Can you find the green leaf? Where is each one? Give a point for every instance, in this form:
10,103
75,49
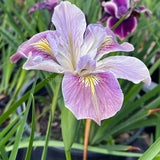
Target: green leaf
3,153
9,38
13,107
70,130
53,143
21,128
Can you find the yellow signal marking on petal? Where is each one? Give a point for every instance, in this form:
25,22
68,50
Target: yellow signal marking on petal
44,46
91,81
107,41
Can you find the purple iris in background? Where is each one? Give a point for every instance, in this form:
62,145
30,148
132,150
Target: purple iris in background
114,10
48,4
90,86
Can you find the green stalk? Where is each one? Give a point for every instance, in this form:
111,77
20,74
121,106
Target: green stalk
68,155
123,18
53,107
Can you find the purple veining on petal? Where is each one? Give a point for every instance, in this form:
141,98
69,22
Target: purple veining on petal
143,9
126,67
79,99
122,11
111,45
94,36
86,63
126,27
104,18
110,8
39,62
70,23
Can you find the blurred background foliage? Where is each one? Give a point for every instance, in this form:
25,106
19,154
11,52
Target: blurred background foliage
16,26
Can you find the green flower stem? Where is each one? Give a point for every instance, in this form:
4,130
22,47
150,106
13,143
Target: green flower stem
87,130
53,107
68,155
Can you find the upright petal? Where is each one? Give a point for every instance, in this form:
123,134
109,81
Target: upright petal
125,28
124,3
86,64
38,45
126,67
111,45
110,8
94,36
97,97
143,9
70,24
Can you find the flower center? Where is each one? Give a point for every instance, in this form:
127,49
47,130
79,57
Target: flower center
43,45
89,81
122,10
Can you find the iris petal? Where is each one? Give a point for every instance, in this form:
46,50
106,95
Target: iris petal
41,47
98,97
126,67
70,23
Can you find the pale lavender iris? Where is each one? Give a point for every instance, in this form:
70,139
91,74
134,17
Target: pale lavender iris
48,4
90,86
115,10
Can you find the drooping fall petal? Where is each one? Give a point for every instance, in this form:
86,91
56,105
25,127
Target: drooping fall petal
38,45
96,97
41,63
126,67
110,8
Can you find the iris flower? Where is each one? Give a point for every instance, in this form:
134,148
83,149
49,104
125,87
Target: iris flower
90,86
114,10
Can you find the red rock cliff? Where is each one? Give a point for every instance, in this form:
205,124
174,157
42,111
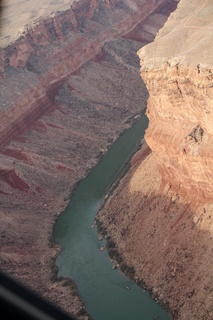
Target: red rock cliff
51,49
177,70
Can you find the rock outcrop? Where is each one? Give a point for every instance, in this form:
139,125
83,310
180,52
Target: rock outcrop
161,215
69,85
177,70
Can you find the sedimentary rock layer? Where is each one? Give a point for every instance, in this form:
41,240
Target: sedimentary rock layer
69,86
161,216
177,70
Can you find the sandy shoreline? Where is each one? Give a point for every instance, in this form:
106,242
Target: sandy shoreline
17,14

· · ·

* _Aufgabenbeschreibung_: Schreibe aus den Daten oben alles von der Zeile mit „Can you find the iris flower?“ bis hinunter zum Ende der Daten genau ab, wobei beide Grenzen dazugehören. Lass die Bilder in deiner Antwort weg.

* _Schriftliche Antwort_:
Can you find the iris flower? Where is each one? Give a point for every instance, in this form:
134,148
83,149
49,104
125,87
Target: iris flower
90,86
114,10
Can you find the red rock cliff? Where is each one? Give a point for every instance, in this form:
205,124
174,157
42,111
Target: red rock cliff
51,49
177,70
Can you find the rock outcrop? Where is each one? Give a point for every instance, in this form:
139,125
83,310
180,52
Target: rock outcrop
161,215
69,85
177,70
Can you find the sedimentary rock layer? Where is each one? Give a point for every instance, in this form:
41,240
Target: sedimentary rock layer
69,86
161,216
177,70
Can you find the sandy shoreline? Where is each one? Give a point for every instance, in this form:
106,242
Target: sandy shoreline
17,14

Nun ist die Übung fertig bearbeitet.